■ Data provided:
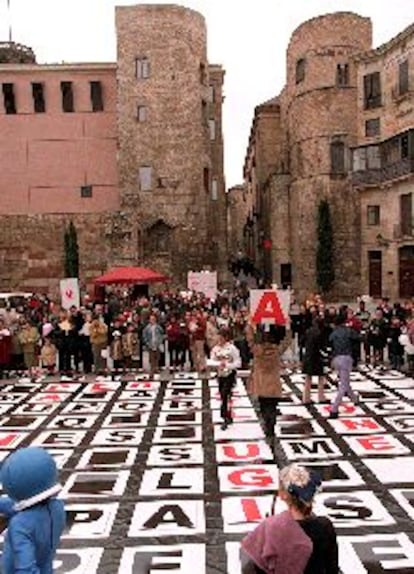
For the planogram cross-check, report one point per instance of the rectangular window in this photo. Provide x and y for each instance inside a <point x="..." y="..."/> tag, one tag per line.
<point x="206" y="179"/>
<point x="372" y="90"/>
<point x="86" y="191"/>
<point x="372" y="127"/>
<point x="203" y="75"/>
<point x="142" y="68"/>
<point x="142" y="113"/>
<point x="145" y="178"/>
<point x="405" y="148"/>
<point x="342" y="75"/>
<point x="406" y="214"/>
<point x="359" y="159"/>
<point x="337" y="157"/>
<point x="300" y="70"/>
<point x="39" y="104"/>
<point x="212" y="129"/>
<point x="373" y="214"/>
<point x="214" y="189"/>
<point x="373" y="157"/>
<point x="9" y="99"/>
<point x="67" y="96"/>
<point x="97" y="97"/>
<point x="403" y="79"/>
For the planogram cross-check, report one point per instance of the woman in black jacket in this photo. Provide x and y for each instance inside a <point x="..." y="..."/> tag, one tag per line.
<point x="313" y="361"/>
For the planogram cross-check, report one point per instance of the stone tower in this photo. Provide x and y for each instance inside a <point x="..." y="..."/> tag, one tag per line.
<point x="165" y="153"/>
<point x="319" y="104"/>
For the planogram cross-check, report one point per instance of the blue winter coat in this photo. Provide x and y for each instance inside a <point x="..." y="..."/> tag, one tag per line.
<point x="32" y="538"/>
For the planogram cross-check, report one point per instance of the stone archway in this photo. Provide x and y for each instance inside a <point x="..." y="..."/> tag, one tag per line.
<point x="406" y="271"/>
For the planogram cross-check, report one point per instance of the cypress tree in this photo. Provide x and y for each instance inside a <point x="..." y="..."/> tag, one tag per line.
<point x="325" y="271"/>
<point x="71" y="251"/>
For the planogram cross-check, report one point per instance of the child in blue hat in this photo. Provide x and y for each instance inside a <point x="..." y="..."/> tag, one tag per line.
<point x="36" y="517"/>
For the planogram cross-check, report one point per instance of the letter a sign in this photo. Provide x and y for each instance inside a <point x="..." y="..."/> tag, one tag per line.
<point x="269" y="306"/>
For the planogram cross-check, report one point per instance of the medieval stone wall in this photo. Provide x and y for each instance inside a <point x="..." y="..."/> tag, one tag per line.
<point x="319" y="112"/>
<point x="171" y="144"/>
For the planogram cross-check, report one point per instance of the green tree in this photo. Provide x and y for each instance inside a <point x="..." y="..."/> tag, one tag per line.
<point x="71" y="251"/>
<point x="325" y="271"/>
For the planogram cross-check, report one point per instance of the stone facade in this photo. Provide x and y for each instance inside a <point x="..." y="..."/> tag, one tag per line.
<point x="383" y="168"/>
<point x="314" y="129"/>
<point x="156" y="171"/>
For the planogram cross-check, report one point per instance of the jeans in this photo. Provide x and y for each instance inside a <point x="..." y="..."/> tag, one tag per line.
<point x="343" y="364"/>
<point x="226" y="385"/>
<point x="268" y="410"/>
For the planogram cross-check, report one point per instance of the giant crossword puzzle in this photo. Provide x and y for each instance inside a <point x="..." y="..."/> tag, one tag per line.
<point x="152" y="484"/>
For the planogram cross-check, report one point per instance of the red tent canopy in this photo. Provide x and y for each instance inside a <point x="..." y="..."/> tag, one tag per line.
<point x="130" y="275"/>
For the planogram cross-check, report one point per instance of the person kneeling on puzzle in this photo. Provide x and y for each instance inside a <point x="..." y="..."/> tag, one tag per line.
<point x="225" y="356"/>
<point x="36" y="518"/>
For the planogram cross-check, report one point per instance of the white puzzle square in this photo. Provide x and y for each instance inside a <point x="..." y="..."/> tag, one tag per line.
<point x="85" y="521"/>
<point x="182" y="405"/>
<point x="335" y="473"/>
<point x="167" y="481"/>
<point x="121" y="420"/>
<point x="243" y="452"/>
<point x="77" y="561"/>
<point x="310" y="448"/>
<point x="405" y="498"/>
<point x="82" y="422"/>
<point x="177" y="434"/>
<point x="125" y="407"/>
<point x="241" y="514"/>
<point x="182" y="418"/>
<point x="239" y="431"/>
<point x="59" y="439"/>
<point x="176" y="455"/>
<point x="248" y="478"/>
<point x="178" y="559"/>
<point x="239" y="415"/>
<point x="105" y="458"/>
<point x="353" y="509"/>
<point x="392" y="470"/>
<point x="357" y="425"/>
<point x="168" y="518"/>
<point x="95" y="484"/>
<point x="83" y="408"/>
<point x="376" y="553"/>
<point x="10" y="440"/>
<point x="118" y="437"/>
<point x="376" y="445"/>
<point x="292" y="427"/>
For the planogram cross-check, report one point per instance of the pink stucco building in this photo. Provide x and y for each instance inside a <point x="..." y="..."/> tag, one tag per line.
<point x="58" y="141"/>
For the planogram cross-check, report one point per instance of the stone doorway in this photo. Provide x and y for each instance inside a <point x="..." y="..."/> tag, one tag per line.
<point x="375" y="273"/>
<point x="406" y="271"/>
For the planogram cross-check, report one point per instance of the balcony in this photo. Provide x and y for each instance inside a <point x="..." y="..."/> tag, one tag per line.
<point x="390" y="172"/>
<point x="403" y="232"/>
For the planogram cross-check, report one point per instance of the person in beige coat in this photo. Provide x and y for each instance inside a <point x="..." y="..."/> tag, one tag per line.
<point x="265" y="382"/>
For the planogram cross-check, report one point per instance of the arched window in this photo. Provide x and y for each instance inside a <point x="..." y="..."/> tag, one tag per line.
<point x="158" y="237"/>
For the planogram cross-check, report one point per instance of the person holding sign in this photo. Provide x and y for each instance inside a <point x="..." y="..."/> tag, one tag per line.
<point x="268" y="340"/>
<point x="226" y="357"/>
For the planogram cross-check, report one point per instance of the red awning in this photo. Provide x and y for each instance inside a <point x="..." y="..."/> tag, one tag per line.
<point x="130" y="275"/>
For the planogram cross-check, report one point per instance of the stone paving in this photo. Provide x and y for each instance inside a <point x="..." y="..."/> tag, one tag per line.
<point x="152" y="484"/>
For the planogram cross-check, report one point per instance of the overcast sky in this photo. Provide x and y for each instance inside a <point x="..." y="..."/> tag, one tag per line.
<point x="248" y="37"/>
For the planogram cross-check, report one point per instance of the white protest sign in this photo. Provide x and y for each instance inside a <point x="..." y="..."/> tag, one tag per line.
<point x="203" y="282"/>
<point x="269" y="306"/>
<point x="69" y="292"/>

■ Stated exercise: Reproduce the listing word for word and omit its pictures.

■ Answer to the problem:
For the planogram cross-check, report one point per instance of the rectangular window in this photo. Provide x and y for each instance inside a <point x="..." y="..."/> tag, one tag per line.
<point x="206" y="179"/>
<point x="372" y="90"/>
<point x="86" y="191"/>
<point x="372" y="127"/>
<point x="203" y="75"/>
<point x="142" y="68"/>
<point x="142" y="113"/>
<point x="145" y="178"/>
<point x="405" y="148"/>
<point x="342" y="75"/>
<point x="406" y="214"/>
<point x="359" y="159"/>
<point x="337" y="157"/>
<point x="300" y="70"/>
<point x="39" y="104"/>
<point x="212" y="129"/>
<point x="373" y="214"/>
<point x="214" y="189"/>
<point x="373" y="157"/>
<point x="9" y="99"/>
<point x="67" y="96"/>
<point x="97" y="97"/>
<point x="403" y="79"/>
For the planogram cross-check, report one point per instance of the woman in black jacket in this photo. Provide x and y for each instance inside a <point x="..." y="..."/> tag, one tag per line.
<point x="313" y="361"/>
For the planogram cross-check, report one point per instance of the stone tower in this photo. Provide x and y for each instance inside a <point x="..." y="..."/> tag, one tag per line.
<point x="165" y="153"/>
<point x="319" y="104"/>
For the planogram cross-check, report one point per instance of the blue winter coat in this photo. Provide x and y for each instance inside a <point x="..." y="..."/> tag, one tag per line.
<point x="32" y="538"/>
For the planogram cross-check, report one point per instance of the stone archway in this photo. Provide x and y for each instance inside a <point x="..." y="..."/> tag, one tag per line.
<point x="406" y="271"/>
For the planogram cross-check, report one point per instance of the cypress tree in this photo. Provide x and y for each instance inside a <point x="..." y="..."/> tag, one tag per line.
<point x="325" y="271"/>
<point x="71" y="251"/>
For the planogram cross-check, report one point per instance of the child in blue hat in this photo. Provide x and y for each instance inside a <point x="..." y="..."/> tag, one tag per line.
<point x="36" y="517"/>
For the planogram cross-check, report one point per instance of the letter a sign in this photo. Provide x and y for each instance inside a <point x="..." y="..."/> tag, one tag per line.
<point x="269" y="306"/>
For the planogram cross-check, report one point per instance of the medieval stone wall in this photo. Provide x and y for each instance inside a <point x="..." y="..."/> tag, one tag per line.
<point x="319" y="112"/>
<point x="171" y="144"/>
For the planogram cross-check, report one point per instance of the green tree in this photo. Provide x and y for each instance inside a <point x="..." y="..."/> tag, one tag per line.
<point x="71" y="251"/>
<point x="325" y="271"/>
For the planogram cross-check, report one point per instance of the stone facade in this photo. Provide x and y for each instance inside a <point x="..." y="..."/> tag, one tag per line.
<point x="383" y="168"/>
<point x="314" y="129"/>
<point x="156" y="171"/>
For the planogram cross-check, report one point per instance of the jeans in this photo. Provide x and y for each instance inside a <point x="..." y="..."/> tag, one tag per line.
<point x="343" y="364"/>
<point x="226" y="385"/>
<point x="268" y="410"/>
For the planogram cross-check, report one point per instance of the giant crossword puzzle in this photo. Provide x and y for each instance inside a <point x="..." y="..."/> tag, one tag per line.
<point x="152" y="484"/>
For the planogram cross-check, report one point per instance of the red tent canopy in this photo. Provide x and y for each instance inside a <point x="..." y="..."/> tag, one tag per line.
<point x="130" y="275"/>
For the planogram cross-check, report one point per instance of the person kneeling on puzzle in this photo. Provide x and y for each instance inside a <point x="..." y="..."/> tag, one tag per line.
<point x="225" y="356"/>
<point x="36" y="518"/>
For the planogram cross-check, report one point per instance of the white puzzle square in this photo. Provide x and y for each instance inside a <point x="..." y="..."/> tag, one tag per line.
<point x="85" y="521"/>
<point x="182" y="405"/>
<point x="335" y="473"/>
<point x="167" y="481"/>
<point x="121" y="420"/>
<point x="243" y="452"/>
<point x="77" y="561"/>
<point x="310" y="448"/>
<point x="405" y="498"/>
<point x="82" y="422"/>
<point x="177" y="434"/>
<point x="125" y="407"/>
<point x="241" y="514"/>
<point x="182" y="418"/>
<point x="239" y="431"/>
<point x="59" y="439"/>
<point x="176" y="455"/>
<point x="248" y="478"/>
<point x="178" y="559"/>
<point x="239" y="415"/>
<point x="105" y="458"/>
<point x="353" y="509"/>
<point x="392" y="470"/>
<point x="357" y="425"/>
<point x="168" y="518"/>
<point x="95" y="484"/>
<point x="83" y="408"/>
<point x="376" y="553"/>
<point x="10" y="440"/>
<point x="118" y="437"/>
<point x="376" y="445"/>
<point x="292" y="427"/>
For the planogram cross-check, report one point per instance of the pink stucco building in this photo. Provide x and y for each instance inside a <point x="..." y="..."/> tag, one tag per line.
<point x="58" y="141"/>
For the planogram cross-check, report one point per instance of the stone doorway in this photo. Provide x and y for each instance inside a <point x="..." y="..."/> tag, one tag per line.
<point x="375" y="273"/>
<point x="406" y="271"/>
For the planogram cross-check, report one point per instance of the balcony in this photo. Provide x and y for each instance inside a <point x="..." y="..."/> tag, one tag per line.
<point x="390" y="172"/>
<point x="403" y="232"/>
For the planogram cross-check, report one point per instance of the person in beige coat in this photo. Provide x and y for each instance inside a <point x="..." y="..."/> tag, one tag per line.
<point x="265" y="382"/>
For the planogram cross-check, report one point per instance of the arched window in this photo. Provide x and y for each instance inside a <point x="..." y="..."/> tag, one tag per line.
<point x="158" y="237"/>
For the planogram cross-check, report one point per instance of the person holding sign in this photo. Provide x and y for each instance inside a <point x="..." y="..."/> tag, one tag per line.
<point x="268" y="340"/>
<point x="226" y="357"/>
For the planogram cross-check, report one point per instance of the red awning in this photo. Provide x and y for each instance inside a <point x="..." y="..."/> tag, one tag per line.
<point x="130" y="275"/>
For the planogram cross-check, report one point per instance of the stone paving in this photo. Provide x and y for each instance inside a <point x="..." y="..."/> tag, one tag per line.
<point x="152" y="484"/>
For the planogram cross-check, report one point per instance of the overcast sky in this photo. Provide x and y for each instance inside a <point x="..." y="..."/> tag, one tag per line.
<point x="248" y="37"/>
For the planogram cross-check, report one point per instance of the white protest sign in this photo. Provide x and y for each instance inside a <point x="..." y="..."/> tag, one tag per line.
<point x="203" y="282"/>
<point x="269" y="306"/>
<point x="69" y="292"/>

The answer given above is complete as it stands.